Ever since the idea of the Marriage Amendment was broached, I’ve been deeply, intensely ambivalent about it.
On the one hand, I’m a libertarian-conservative. Indeed, I’m a libertarian-conservative before I’m a Republican. I think government should get out of the way of peoples’ rights.
And that means gay peoples’ rights, too. One of the fundamental tenets of all conservatism, especially libertarian conservatism, is that we are all equal before the law. Or at least we should be.
But I’ve found many of the arguments against the Marriage Amendment to be intensely disohonest.
“If you don’t support gay marriage, you are a bigot”: Nope. Not only do I support equal rights for gays, but I guarantee you I’ve put more on the line against genuine hatred of gays than you have, pretty much whoever you are. (No, I’m not going into details). Anyone using this ‘argument” – it’s not an argument, it’s just browbeating – needs to shut up, go down to the courthouse, and officially renounce their right to vote; they don’t deserve it.
“It’s about rights”!: If only it were.
I support – and have always supported – civil unions, because they equalize gay couples’ civil rights. But when you suggest civil unions – which are (or can and should be made to be) exactly the same in terms of tax, probate and other legal rights as marriage – as a compromise, the fangs come out. “It’s a second-class institution!”, they say – which completely upends the “it’s about rights” argument. It’s not about rights, it’s about a status.
“It’s about love!”: Now we’re getting somewhere, sort of.
Marriage is not about “love”. Love is a vital part of a marriage, of course. But saying marriage is “about two people loving each other” trivializes marriage.

▶ DATA PROVIDED:

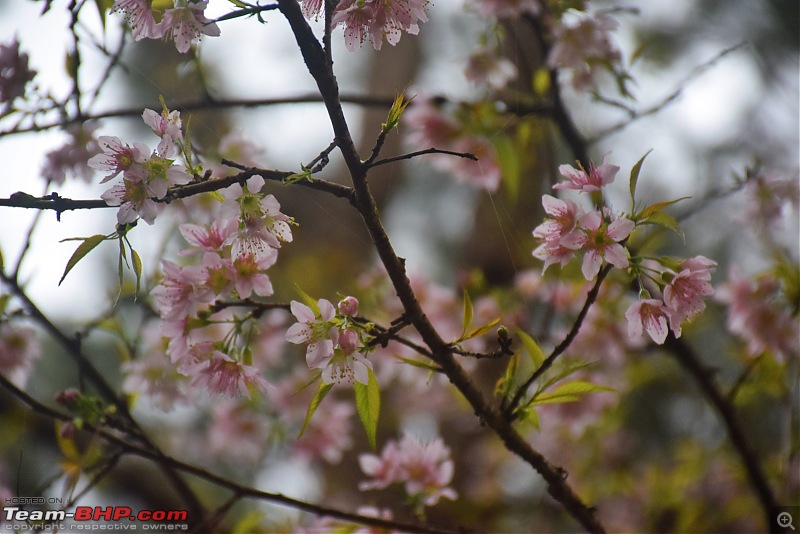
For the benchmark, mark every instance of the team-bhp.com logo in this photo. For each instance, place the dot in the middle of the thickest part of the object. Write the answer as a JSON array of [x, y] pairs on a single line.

▶ COMPLETE THE FOLLOWING:
• a. Reproduce the passage of the post on the Marriage Amendment that runs from "And that means" up to and including "we should be.".
• b. Resume the post on the Marriage Amendment, starting right after its final sentence.

▶ EXPECTED ANSWERS:
• a.
And that means gay peoples’ rights, too. One of the fundamental tenets of all conservatism, especially libertarian conservatism, is that we are all equal before the law. Or at least we should be.

• b.
Of course, the institution has become more and more trivialized over the past fifty years or so. The cultural left has tried to give marriage, the institution, the death of a thousand cultural cuts over the past generation or two. No-fault divorce has, over time, led to such a debasement of the institution that the term “starter marriage” is tossed about with a chuckle and a wink in polite society. “But what about all the people who used to stay in miserable marriages for fifty years?”, the well-meaning cultural lefties respond. No argument here – a miserable marriage is a terrible thing…
…for everyone but one participant. The children. One of the cultural left’s most self-indulgent conceits is that children are happier with divorced, “happy” parents than married miserable ones. It is simply not true. The children are happier if their miserable parents put on a happy face and sack up and focus on raising them rather than indulging their own happiness (barring real, serious abuse – which, Lifetime movies notwithstanding, is a minority). It is a fact, and it is immutable, and ignoring it destroys children and turns them into miserable dysfunctional adults. And about half of parents today aren’t up to the job.
While cultural critics of traditional marriage point out that marriage has taken many forms in many societies, and even evolved considerably in our own society, when you strip away all the variants, it always boils down to A Guy and A Gal getting together to try to have and raise children. Sometimes more than one guy, more often more than one gal, but usually one of each, and with a gender-count invariably stuck at two.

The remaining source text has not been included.